# Start of Listed records

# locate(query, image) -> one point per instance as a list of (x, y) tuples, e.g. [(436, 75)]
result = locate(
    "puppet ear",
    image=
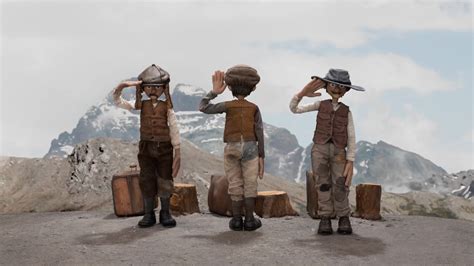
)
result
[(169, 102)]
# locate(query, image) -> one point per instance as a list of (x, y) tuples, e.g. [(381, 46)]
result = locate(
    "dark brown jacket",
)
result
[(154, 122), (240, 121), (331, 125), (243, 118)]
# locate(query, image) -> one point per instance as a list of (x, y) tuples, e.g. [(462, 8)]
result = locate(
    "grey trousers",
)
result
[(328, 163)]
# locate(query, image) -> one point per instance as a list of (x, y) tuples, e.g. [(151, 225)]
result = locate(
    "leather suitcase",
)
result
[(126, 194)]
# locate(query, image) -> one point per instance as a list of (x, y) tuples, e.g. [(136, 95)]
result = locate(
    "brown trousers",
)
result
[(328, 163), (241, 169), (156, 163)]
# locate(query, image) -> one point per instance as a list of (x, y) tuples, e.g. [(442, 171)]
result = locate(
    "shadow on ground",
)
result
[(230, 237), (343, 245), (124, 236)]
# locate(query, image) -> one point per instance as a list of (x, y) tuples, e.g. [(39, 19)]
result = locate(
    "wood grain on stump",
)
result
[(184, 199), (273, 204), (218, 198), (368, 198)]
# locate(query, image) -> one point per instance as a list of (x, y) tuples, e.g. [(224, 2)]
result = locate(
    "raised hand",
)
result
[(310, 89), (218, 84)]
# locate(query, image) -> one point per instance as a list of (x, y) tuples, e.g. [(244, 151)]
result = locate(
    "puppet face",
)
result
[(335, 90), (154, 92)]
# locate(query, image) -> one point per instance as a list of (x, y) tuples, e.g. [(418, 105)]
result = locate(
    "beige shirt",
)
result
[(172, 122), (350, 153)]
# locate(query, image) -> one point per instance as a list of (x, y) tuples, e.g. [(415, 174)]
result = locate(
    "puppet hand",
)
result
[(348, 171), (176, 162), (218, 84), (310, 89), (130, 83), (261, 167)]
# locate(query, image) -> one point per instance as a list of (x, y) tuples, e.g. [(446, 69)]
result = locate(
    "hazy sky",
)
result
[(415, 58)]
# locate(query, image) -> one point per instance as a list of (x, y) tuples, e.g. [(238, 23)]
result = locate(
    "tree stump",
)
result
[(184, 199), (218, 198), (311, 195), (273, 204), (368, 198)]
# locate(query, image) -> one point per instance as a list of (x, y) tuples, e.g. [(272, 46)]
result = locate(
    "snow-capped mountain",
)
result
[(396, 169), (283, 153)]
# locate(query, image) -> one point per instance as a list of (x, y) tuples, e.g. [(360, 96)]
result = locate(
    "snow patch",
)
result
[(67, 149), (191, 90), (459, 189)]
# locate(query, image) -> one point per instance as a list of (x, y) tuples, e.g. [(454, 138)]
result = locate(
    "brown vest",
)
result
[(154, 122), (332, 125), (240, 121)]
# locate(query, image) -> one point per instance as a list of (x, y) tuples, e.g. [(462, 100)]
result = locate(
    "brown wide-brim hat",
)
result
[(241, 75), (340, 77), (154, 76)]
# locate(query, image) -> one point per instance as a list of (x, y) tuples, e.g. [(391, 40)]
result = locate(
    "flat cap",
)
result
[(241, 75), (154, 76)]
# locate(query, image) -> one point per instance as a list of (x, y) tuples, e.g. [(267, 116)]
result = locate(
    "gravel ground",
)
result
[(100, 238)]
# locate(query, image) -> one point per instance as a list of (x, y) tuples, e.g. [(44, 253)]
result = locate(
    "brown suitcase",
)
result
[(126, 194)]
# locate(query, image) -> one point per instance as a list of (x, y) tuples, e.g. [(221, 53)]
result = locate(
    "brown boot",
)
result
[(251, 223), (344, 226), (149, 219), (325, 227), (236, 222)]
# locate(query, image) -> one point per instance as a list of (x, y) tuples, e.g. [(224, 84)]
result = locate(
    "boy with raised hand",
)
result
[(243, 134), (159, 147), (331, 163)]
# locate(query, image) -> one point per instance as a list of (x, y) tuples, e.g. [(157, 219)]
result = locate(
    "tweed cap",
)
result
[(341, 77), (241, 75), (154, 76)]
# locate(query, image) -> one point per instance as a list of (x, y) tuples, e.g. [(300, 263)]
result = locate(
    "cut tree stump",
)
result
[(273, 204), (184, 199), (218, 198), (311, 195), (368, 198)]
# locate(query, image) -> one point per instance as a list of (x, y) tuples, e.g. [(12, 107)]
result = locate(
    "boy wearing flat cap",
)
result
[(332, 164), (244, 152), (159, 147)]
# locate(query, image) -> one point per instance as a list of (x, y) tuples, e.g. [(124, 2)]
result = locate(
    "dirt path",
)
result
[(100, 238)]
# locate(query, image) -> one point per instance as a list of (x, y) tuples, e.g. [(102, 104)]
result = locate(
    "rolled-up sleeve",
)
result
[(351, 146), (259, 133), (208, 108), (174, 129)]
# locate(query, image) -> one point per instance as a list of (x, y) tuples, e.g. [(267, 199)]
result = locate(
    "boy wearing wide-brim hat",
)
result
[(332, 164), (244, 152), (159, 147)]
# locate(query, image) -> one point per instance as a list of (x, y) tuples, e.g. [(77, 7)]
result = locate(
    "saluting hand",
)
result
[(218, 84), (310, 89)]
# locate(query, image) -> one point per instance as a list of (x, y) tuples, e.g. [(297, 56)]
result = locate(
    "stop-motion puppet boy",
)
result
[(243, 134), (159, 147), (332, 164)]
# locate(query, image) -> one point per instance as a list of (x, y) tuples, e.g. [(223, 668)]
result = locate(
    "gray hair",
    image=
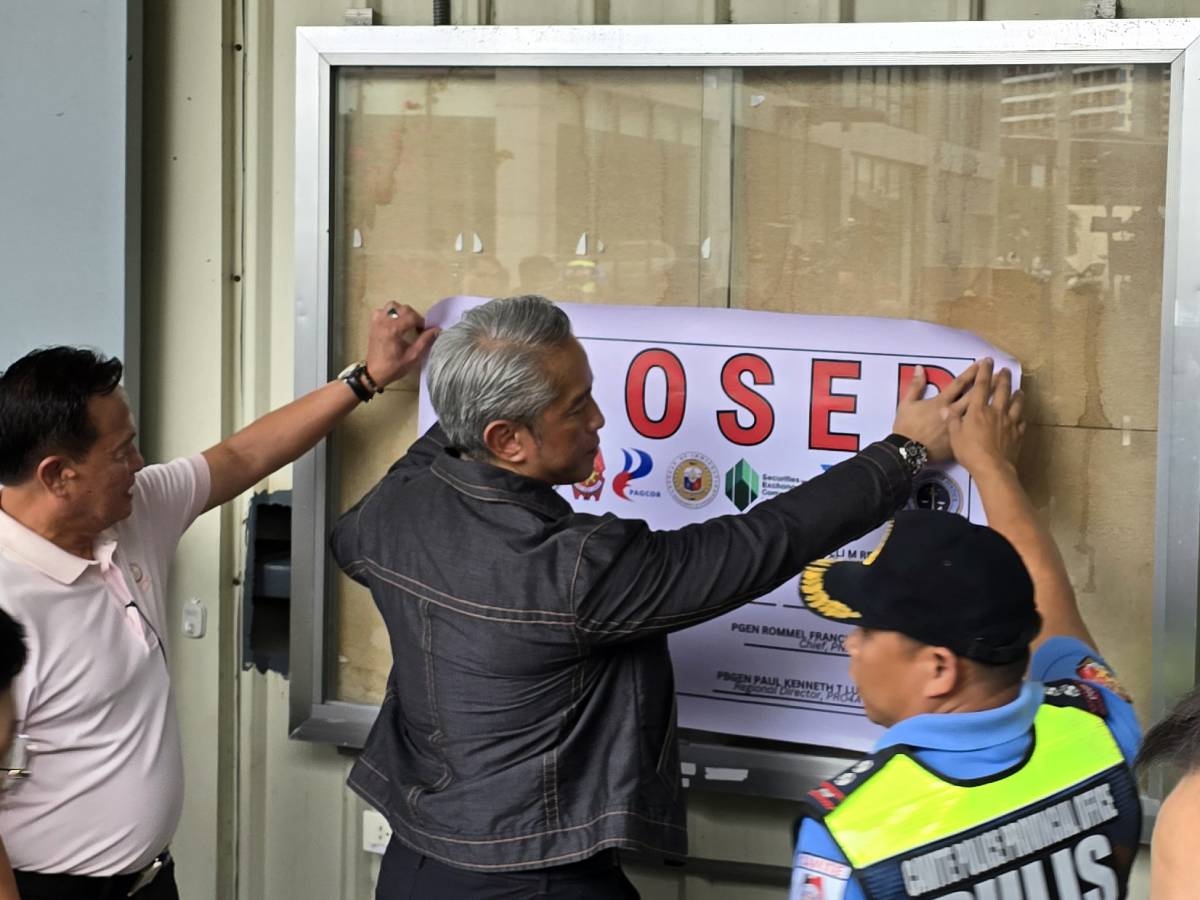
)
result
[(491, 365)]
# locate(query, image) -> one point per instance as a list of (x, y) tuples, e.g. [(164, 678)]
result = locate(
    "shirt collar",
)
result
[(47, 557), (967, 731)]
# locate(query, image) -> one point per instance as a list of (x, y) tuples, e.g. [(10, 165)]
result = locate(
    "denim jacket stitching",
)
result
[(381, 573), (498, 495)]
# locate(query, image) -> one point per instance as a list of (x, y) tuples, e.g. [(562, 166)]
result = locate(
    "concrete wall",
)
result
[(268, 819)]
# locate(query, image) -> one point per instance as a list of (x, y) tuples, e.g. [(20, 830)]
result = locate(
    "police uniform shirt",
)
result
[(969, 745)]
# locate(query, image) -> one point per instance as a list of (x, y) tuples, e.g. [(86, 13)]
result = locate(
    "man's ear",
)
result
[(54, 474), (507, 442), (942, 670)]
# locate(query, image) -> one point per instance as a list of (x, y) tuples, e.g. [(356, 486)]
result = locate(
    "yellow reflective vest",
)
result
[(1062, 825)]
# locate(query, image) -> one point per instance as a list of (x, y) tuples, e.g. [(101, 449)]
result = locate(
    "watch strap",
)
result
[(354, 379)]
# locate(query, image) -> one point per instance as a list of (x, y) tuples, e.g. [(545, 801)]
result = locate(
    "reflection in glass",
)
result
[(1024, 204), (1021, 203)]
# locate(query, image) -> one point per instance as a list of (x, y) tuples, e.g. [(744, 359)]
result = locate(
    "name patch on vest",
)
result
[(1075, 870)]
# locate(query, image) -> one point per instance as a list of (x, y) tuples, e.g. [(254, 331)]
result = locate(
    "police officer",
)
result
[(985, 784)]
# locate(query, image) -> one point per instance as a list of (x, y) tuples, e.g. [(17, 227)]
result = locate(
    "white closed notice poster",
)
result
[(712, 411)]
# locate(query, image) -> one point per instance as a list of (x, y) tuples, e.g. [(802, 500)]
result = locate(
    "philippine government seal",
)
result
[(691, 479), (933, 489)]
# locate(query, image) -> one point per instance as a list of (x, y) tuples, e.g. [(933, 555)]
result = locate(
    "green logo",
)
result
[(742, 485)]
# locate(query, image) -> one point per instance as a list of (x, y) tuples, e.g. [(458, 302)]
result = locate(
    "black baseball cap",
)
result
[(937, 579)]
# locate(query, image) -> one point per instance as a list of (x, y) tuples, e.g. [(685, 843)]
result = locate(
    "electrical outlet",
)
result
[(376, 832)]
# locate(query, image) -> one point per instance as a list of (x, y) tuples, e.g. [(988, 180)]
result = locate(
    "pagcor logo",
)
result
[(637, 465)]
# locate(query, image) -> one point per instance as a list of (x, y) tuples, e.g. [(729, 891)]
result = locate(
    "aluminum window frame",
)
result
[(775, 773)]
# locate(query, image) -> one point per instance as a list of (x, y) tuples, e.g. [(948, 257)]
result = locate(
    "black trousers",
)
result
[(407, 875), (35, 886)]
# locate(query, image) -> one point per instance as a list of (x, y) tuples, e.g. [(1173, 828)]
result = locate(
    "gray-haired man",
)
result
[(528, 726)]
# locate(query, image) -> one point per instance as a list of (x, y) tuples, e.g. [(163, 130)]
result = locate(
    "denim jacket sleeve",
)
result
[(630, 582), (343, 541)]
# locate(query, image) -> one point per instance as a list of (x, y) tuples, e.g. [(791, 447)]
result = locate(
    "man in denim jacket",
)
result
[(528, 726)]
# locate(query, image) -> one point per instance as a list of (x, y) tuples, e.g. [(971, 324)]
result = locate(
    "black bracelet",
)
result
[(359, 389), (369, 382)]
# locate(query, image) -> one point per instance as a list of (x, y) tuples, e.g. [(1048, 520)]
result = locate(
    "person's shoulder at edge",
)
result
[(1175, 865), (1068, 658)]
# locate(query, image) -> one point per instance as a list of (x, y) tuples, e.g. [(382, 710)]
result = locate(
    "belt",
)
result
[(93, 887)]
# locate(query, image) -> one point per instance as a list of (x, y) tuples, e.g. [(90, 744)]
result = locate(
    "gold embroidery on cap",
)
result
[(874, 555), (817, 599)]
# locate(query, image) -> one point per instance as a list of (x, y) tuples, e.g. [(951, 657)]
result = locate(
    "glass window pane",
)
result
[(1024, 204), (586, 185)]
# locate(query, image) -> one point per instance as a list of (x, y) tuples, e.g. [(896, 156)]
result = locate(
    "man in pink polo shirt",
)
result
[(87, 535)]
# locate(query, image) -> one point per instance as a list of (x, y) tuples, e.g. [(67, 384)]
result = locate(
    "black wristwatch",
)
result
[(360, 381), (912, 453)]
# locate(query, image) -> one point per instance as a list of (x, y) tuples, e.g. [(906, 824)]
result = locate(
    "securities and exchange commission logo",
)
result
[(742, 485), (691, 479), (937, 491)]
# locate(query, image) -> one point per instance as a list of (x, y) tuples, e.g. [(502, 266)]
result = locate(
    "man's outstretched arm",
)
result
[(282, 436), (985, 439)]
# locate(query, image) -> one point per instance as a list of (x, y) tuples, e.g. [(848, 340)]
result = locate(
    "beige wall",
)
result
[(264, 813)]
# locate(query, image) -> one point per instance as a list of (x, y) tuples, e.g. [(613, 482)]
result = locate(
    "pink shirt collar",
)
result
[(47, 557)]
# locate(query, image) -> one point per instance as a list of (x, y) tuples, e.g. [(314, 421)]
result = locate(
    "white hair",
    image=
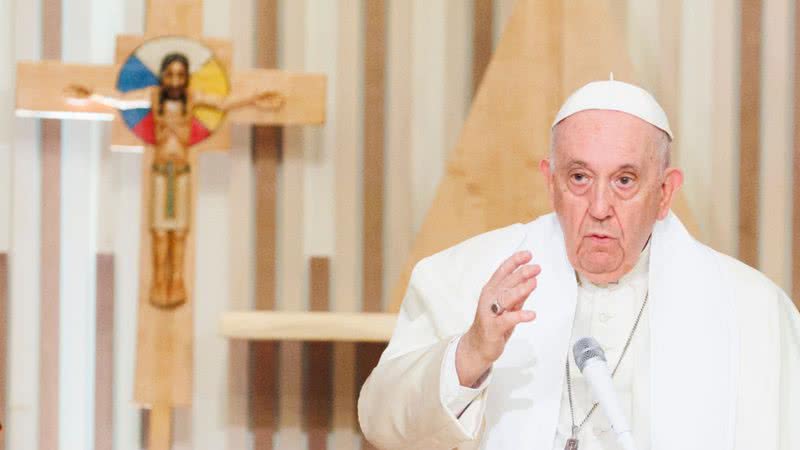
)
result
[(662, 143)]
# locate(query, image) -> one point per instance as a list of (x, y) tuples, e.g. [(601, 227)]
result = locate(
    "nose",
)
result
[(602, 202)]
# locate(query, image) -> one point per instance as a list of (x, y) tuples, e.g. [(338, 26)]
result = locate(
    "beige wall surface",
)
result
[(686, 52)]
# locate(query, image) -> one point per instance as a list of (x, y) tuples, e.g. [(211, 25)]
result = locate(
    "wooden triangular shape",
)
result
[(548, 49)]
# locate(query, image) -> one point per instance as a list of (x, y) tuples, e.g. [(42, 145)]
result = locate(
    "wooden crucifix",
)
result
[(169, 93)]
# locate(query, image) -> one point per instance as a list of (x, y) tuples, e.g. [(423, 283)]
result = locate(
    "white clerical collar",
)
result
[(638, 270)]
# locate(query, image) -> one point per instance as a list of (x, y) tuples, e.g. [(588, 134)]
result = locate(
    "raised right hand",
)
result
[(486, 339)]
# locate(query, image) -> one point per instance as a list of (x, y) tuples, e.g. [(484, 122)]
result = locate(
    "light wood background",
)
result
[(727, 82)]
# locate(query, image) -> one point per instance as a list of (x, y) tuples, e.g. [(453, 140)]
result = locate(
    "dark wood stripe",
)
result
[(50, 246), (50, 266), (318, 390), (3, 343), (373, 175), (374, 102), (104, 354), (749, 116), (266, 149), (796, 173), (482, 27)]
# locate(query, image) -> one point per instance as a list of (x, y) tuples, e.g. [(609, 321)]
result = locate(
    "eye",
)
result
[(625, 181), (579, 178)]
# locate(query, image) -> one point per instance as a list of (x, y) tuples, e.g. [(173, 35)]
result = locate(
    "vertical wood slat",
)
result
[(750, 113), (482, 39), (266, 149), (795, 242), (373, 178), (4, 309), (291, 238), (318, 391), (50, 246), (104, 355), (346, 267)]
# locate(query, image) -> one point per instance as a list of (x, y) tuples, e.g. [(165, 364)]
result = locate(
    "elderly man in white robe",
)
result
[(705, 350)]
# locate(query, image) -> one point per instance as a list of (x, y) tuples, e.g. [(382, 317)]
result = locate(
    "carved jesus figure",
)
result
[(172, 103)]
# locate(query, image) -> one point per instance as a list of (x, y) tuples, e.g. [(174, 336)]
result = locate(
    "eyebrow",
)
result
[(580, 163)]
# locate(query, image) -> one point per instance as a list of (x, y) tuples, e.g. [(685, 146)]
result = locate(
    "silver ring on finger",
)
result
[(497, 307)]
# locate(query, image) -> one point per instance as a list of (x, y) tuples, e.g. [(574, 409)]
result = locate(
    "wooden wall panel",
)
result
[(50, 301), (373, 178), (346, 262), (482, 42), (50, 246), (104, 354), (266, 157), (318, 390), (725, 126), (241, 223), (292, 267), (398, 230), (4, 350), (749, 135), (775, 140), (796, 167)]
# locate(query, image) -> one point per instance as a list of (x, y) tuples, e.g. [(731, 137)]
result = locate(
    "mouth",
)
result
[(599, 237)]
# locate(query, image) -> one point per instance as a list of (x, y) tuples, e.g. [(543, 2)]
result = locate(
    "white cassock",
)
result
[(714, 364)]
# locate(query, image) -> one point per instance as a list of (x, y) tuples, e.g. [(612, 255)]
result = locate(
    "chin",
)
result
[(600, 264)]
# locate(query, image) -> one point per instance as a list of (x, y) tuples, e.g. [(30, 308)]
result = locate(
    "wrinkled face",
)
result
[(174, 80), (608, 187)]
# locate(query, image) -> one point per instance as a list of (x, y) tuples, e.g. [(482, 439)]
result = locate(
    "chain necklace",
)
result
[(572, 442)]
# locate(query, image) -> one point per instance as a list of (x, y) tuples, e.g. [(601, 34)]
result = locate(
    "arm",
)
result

# End of Listed records

■ Exercise objective:
Update the lines from the one containing "e.g. [(543, 2)]" through the final line, changing "chain necklace" to "gold necklace" and keeping everything else the same. Return only those lines.

■ Exercise result:
# locate(query, image) -> one point per instance as a list of (x, y) tuples, e.g. [(543, 2)]
result = locate(
    "white cassock",
)
result
[(714, 364)]
# locate(query, image) -> one point per instance as a list of (x, y) tuples, e.g. [(612, 255)]
result = locate(
    "chin",
)
result
[(600, 264)]
# locate(query, image) -> one point per instance as a list of (x, y) tuples, e.g. [(30, 308)]
result = locate(
    "wrinkled face",
)
result
[(174, 80), (608, 187)]
# locate(query, image) -> one point per instance as a list of (x, y) tuples, e.g. [(482, 439)]
result = locate(
    "gold necklace",
)
result
[(572, 442)]
# locate(query, image) -> one point per instance as a list of (x, y) tuples, e.g. [(601, 34)]
result = locate(
    "arm",
)
result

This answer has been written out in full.